**WORK ORDER:**
Copy out every entry, keeping each character the same.

**** MATERIAL PROVIDED

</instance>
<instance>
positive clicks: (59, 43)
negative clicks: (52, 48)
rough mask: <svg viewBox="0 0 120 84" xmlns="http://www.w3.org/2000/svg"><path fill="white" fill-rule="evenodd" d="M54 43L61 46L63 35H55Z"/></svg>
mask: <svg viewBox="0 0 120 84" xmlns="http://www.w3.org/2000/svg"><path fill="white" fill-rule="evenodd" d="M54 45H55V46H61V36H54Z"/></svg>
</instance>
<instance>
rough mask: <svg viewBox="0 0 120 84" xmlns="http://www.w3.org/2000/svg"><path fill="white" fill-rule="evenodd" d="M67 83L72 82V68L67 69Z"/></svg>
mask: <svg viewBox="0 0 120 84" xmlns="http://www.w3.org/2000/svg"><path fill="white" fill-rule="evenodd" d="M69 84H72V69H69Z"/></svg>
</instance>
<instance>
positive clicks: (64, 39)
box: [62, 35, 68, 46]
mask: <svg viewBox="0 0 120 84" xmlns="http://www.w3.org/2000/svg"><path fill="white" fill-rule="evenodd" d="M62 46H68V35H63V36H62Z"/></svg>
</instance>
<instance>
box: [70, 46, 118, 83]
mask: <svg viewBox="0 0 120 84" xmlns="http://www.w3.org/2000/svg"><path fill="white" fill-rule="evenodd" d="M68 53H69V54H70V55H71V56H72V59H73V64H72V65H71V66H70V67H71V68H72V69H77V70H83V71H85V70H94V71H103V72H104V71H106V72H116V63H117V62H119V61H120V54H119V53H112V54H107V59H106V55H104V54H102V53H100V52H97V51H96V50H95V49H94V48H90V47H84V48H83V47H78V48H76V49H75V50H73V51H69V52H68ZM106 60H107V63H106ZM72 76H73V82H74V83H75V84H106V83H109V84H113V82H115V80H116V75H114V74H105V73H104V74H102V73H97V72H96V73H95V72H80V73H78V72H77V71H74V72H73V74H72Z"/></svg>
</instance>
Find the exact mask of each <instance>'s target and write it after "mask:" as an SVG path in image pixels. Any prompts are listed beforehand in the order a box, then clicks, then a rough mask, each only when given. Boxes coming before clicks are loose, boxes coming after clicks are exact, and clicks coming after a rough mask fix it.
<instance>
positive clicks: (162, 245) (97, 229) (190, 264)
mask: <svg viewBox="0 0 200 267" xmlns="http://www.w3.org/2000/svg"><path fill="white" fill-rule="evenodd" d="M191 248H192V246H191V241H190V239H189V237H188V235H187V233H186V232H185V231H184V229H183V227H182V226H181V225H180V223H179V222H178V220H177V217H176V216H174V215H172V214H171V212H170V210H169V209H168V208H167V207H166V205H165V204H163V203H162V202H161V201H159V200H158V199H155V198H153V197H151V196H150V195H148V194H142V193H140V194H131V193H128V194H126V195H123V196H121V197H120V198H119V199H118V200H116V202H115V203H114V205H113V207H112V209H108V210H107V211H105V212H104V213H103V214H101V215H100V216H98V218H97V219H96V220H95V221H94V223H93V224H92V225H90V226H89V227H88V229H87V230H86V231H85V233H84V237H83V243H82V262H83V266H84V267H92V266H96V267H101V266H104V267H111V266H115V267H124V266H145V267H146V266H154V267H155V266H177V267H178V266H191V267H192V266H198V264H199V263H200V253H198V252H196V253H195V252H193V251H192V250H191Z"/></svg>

********

**SOLUTION TO THIS PROBLEM:**
</instance>
<instance>
positive clicks: (59, 43)
negative clicks: (52, 48)
rough mask: <svg viewBox="0 0 120 84" xmlns="http://www.w3.org/2000/svg"><path fill="white" fill-rule="evenodd" d="M54 43L61 46L63 35H55Z"/></svg>
mask: <svg viewBox="0 0 120 84" xmlns="http://www.w3.org/2000/svg"><path fill="white" fill-rule="evenodd" d="M54 45H55V46H61V36H54Z"/></svg>
</instance>
<instance>
rough mask: <svg viewBox="0 0 120 84" xmlns="http://www.w3.org/2000/svg"><path fill="white" fill-rule="evenodd" d="M67 83L72 82V68L67 69Z"/></svg>
mask: <svg viewBox="0 0 120 84" xmlns="http://www.w3.org/2000/svg"><path fill="white" fill-rule="evenodd" d="M69 84H72V69H69Z"/></svg>
</instance>
<instance>
positive clicks: (64, 39)
box: [62, 35, 68, 46]
mask: <svg viewBox="0 0 120 84" xmlns="http://www.w3.org/2000/svg"><path fill="white" fill-rule="evenodd" d="M62 46H68V35H63V36H62Z"/></svg>
</instance>
<instance>
box: [70, 46, 118, 83]
mask: <svg viewBox="0 0 120 84" xmlns="http://www.w3.org/2000/svg"><path fill="white" fill-rule="evenodd" d="M68 53H69V54H70V55H71V56H72V59H73V64H72V65H71V66H70V67H71V68H72V69H77V70H83V71H85V70H94V71H103V72H104V71H106V72H116V63H117V62H119V61H120V54H119V53H112V54H107V59H106V55H104V54H102V53H100V52H97V51H96V50H95V49H94V48H90V47H84V48H83V47H78V48H76V49H75V50H73V51H69V52H68ZM106 60H107V63H106ZM72 76H73V82H74V83H75V84H106V83H109V84H113V82H115V80H116V75H114V74H105V73H104V74H102V73H97V72H96V73H95V72H80V73H78V72H77V71H74V72H73V74H72Z"/></svg>
</instance>
Find the exact mask of each <instance>'s target and write it after "mask:" as an SVG path in image pixels. Any prompts are listed beforehand in the order a box, then clicks, then a rough mask, each only when given. Boxes coming before clicks are loose, boxes coming after clicks are exact, and clicks coming after a rough mask fix it.
<instance>
positive clicks: (162, 245) (97, 229) (190, 264)
mask: <svg viewBox="0 0 200 267" xmlns="http://www.w3.org/2000/svg"><path fill="white" fill-rule="evenodd" d="M191 248H192V246H191V241H190V239H189V237H188V235H187V233H186V232H185V231H184V229H183V227H182V226H181V225H180V223H179V222H178V220H177V217H176V216H174V215H172V214H171V212H170V210H169V209H168V208H167V207H166V205H165V204H163V203H162V202H161V201H159V200H158V199H155V198H153V197H151V196H150V195H148V194H142V193H140V194H131V193H128V194H126V195H123V196H121V197H120V198H119V199H118V200H116V202H115V203H114V205H113V207H112V209H108V210H107V211H105V212H104V213H103V214H101V215H100V216H98V218H97V219H96V220H95V221H94V223H93V224H92V225H90V226H89V227H88V229H87V230H86V231H85V233H84V237H83V243H82V262H83V266H84V267H92V266H96V267H101V266H104V267H111V266H115V267H124V266H145V267H146V266H154V267H155V266H177V267H178V266H191V267H192V266H198V264H199V263H200V253H198V252H196V253H195V252H193V251H192V250H191Z"/></svg>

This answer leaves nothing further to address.